*** Provided data

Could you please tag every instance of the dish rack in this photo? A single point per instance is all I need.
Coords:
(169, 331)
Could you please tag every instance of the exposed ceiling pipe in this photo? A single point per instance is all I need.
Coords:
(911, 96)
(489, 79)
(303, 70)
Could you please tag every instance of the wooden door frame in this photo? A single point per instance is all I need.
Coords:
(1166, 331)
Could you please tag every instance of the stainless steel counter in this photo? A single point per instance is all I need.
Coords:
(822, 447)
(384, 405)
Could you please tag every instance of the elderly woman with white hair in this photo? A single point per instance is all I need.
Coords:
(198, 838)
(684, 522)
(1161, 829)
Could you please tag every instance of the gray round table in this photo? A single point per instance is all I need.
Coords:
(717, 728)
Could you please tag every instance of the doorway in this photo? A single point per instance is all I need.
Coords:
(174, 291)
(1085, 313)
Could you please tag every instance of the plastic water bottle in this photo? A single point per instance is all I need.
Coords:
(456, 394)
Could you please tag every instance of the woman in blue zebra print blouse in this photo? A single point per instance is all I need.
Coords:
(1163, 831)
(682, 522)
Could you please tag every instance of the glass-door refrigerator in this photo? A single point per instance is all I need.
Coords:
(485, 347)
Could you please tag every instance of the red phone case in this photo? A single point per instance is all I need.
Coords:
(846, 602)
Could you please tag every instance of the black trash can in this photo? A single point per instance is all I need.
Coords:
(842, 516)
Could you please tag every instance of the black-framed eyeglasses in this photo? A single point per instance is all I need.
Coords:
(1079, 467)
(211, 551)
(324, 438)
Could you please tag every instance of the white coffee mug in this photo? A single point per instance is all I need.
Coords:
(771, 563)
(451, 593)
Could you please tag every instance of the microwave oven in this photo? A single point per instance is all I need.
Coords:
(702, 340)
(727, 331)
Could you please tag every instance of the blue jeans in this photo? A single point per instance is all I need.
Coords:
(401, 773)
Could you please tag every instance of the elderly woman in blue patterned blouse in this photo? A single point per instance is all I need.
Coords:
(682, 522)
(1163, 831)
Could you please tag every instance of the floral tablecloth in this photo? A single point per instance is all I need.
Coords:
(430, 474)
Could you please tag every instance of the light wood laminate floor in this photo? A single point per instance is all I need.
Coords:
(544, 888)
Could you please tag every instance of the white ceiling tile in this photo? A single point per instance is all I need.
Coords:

******

== What needs to be done ==
Reproduce, word for word, every line starting at the line that contains "Could you please tag every instance of the glass-door" and ending with the final line of the entries.

== Finished task ==
Could you please tag every instance of the glass-door refrigerator in this photo? A single point per instance is all I need.
Coords:
(485, 347)
Could you please tag every instance of the red phone case in this photo? A single point per instance is all I need.
Coords:
(846, 602)
Could you please tag every instance of the black trash can in this photo? A single point per instance is all I need.
Coords:
(842, 516)
Could you please tag every instance of the black-framed eyeglasses in this photo? A single point per instance is all I need.
Coords:
(1079, 467)
(211, 551)
(324, 438)
Could you please tag every instance of the white coffee mug in this photo? A single point per instance is all I need.
Coords:
(771, 563)
(451, 593)
Could you please tag every instance of the microwave oven in this photo? A single point per instance is all I need.
Coords:
(702, 340)
(727, 331)
Could you please tag every instance of the blue jeans in this photo? A single point per instance is all I need.
Coords:
(401, 773)
Could you please tag every instance of the elderly woman in blue patterned blouse in this photo? A single point per instance is all I need.
Coords:
(682, 522)
(1163, 831)
Could you please tag every instance of the floral tablecloth in this photo? A single point per instance is all I need.
Coords:
(430, 474)
Could you please tag every instance of the light wood laminate floor in this photo? A single point per instance is all I need.
Coords:
(544, 888)
Could you please tag every instance of the white ceiling tile in this photo? A single point per instance is all I need.
Coords:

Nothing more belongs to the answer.